[INSTRUCTION]
Return each line of the records with nothing changed, pictures excepted.

[ROWS]
>>>

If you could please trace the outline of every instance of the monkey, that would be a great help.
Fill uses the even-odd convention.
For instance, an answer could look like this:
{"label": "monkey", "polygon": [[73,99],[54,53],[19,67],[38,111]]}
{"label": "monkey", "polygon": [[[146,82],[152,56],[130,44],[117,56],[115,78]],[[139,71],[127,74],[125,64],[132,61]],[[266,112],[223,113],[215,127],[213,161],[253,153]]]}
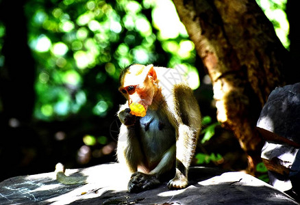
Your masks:
{"label": "monkey", "polygon": [[116,156],[132,173],[128,191],[155,188],[171,174],[168,187],[186,188],[201,129],[192,89],[179,70],[152,64],[128,66],[119,81],[127,101],[117,113],[121,125]]}

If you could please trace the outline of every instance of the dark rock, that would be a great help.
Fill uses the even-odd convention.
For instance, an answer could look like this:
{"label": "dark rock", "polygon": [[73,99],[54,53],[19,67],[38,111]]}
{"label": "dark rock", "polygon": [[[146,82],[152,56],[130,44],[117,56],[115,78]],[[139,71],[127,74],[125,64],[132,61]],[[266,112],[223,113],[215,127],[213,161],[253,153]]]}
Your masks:
{"label": "dark rock", "polygon": [[268,184],[242,172],[191,167],[190,185],[170,191],[157,189],[129,193],[129,175],[120,164],[66,169],[66,175],[86,176],[84,185],[63,185],[54,172],[17,176],[0,183],[0,204],[297,204]]}
{"label": "dark rock", "polygon": [[300,83],[271,93],[257,126],[266,141],[262,159],[269,170],[270,184],[299,200]]}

<<<

[SOLUTION TO THE EXERCISE]
If you could please trace the outline of every instance of the monkey, that would be a great help.
Fill uses the even-odd convention.
For instance, an answer could look like this:
{"label": "monkey", "polygon": [[73,99],[54,53],[19,67],[38,111]]}
{"label": "monkey", "polygon": [[[146,82],[152,56],[130,44],[117,56],[115,78]],[[139,71],[127,74],[125,64],[132,61]],[[266,112],[223,113],[215,127],[213,161],[253,153]]]}
Your masks:
{"label": "monkey", "polygon": [[116,156],[132,173],[128,191],[155,188],[171,174],[168,187],[186,188],[201,129],[192,89],[179,70],[152,64],[128,66],[119,81],[127,101],[117,113],[121,125]]}

If you could please trace the outline of every instance of the dark rock, that would be a great help.
Fill uses the even-odd convention.
For instance, an answer could look like this:
{"label": "dark rock", "polygon": [[73,99],[54,53],[19,67],[38,111]]}
{"label": "dark rock", "polygon": [[[146,82],[152,56],[130,44],[117,56],[115,78]],[[139,71],[127,74],[125,64],[132,61]],[[266,112],[223,113],[215,127],[213,161],[253,153]]]}
Your masks:
{"label": "dark rock", "polygon": [[268,184],[242,172],[191,167],[190,185],[170,191],[157,189],[129,193],[129,175],[120,164],[66,169],[66,175],[86,176],[84,185],[63,185],[54,172],[17,176],[0,183],[0,204],[297,204]]}
{"label": "dark rock", "polygon": [[300,83],[271,93],[257,126],[266,141],[262,159],[269,170],[270,184],[299,200]]}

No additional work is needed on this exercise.